* GOAL:
Retype the tail of the data exactly, starting at the line containing "In this exercise you will annotate the building" and stopping at the last line.

* DATA RECORDS:
(begin)

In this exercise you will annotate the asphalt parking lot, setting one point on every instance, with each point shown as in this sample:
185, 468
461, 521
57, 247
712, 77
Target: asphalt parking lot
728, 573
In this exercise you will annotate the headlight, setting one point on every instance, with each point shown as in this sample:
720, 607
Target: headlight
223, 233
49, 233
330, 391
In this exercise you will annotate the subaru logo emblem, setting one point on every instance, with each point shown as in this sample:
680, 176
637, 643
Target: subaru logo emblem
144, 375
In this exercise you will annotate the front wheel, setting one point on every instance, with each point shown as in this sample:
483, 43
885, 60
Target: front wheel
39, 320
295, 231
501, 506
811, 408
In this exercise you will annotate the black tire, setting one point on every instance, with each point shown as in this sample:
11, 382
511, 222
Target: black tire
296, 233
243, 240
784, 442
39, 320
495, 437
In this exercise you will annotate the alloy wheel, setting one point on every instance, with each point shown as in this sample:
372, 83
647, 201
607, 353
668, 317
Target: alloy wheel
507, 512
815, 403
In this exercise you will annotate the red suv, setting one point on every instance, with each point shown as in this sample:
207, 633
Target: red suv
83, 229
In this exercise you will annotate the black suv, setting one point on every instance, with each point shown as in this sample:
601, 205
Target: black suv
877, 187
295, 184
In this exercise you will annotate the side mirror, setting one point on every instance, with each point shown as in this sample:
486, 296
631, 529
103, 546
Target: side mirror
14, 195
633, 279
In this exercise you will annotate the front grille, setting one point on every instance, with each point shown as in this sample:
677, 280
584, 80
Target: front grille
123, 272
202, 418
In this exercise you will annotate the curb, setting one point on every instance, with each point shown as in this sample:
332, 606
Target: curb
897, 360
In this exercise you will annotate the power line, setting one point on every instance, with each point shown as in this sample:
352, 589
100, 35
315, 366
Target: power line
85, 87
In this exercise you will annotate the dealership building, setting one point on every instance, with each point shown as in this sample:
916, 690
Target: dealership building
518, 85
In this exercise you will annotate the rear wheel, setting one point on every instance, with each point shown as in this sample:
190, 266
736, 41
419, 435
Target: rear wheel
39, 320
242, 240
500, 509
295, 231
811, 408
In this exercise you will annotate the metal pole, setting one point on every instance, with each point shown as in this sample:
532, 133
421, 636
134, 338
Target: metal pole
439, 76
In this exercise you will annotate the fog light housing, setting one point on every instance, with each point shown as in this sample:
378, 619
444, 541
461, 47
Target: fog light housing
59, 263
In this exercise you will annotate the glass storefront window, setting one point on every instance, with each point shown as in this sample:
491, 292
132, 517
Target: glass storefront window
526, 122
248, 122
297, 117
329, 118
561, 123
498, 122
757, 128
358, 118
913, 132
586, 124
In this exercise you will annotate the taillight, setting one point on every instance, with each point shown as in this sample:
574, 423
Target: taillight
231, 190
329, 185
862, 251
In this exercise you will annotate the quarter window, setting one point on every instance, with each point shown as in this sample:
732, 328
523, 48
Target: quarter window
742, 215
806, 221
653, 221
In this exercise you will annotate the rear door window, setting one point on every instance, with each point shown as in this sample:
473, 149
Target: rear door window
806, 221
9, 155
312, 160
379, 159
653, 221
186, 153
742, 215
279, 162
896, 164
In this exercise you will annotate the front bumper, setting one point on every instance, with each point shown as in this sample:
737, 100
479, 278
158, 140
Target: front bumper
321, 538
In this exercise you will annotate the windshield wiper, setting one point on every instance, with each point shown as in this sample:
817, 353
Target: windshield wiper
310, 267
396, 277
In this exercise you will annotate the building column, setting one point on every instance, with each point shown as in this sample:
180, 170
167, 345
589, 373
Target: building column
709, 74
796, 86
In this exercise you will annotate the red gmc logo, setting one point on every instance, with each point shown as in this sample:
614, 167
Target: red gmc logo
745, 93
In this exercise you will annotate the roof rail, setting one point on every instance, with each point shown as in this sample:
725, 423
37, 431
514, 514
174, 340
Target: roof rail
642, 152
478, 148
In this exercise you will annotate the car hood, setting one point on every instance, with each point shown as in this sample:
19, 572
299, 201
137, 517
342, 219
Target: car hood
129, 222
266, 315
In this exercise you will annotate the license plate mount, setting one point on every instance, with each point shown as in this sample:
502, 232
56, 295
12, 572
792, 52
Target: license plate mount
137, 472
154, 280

(end)

* TASK RESULT:
In this exercise you will annotate the building column, setting one point on every instance, with each point shown as in this sample:
180, 170
167, 345
589, 373
Target: building column
709, 74
796, 86
In this exercise you will annotate the red gmc logo, setting one point on every instance, with each point shown as in this sample:
614, 167
Target: red gmc logo
745, 93
In this exercise you will annotate the roof rail, setting one point on every instance, with each point shown as in this sample:
725, 423
37, 431
514, 514
174, 340
Target: roof rail
642, 152
478, 148
In this exercise you will annotate the car hood, setting one point on every instance, with each point shown as in this sample:
19, 572
299, 201
137, 517
342, 219
Target: car hood
129, 222
266, 315
In this exercise you will annotate the license plate mount, setting one point on every instance, with each point shown as in this sample:
502, 232
56, 295
12, 572
792, 52
Target: license plate mount
137, 472
154, 280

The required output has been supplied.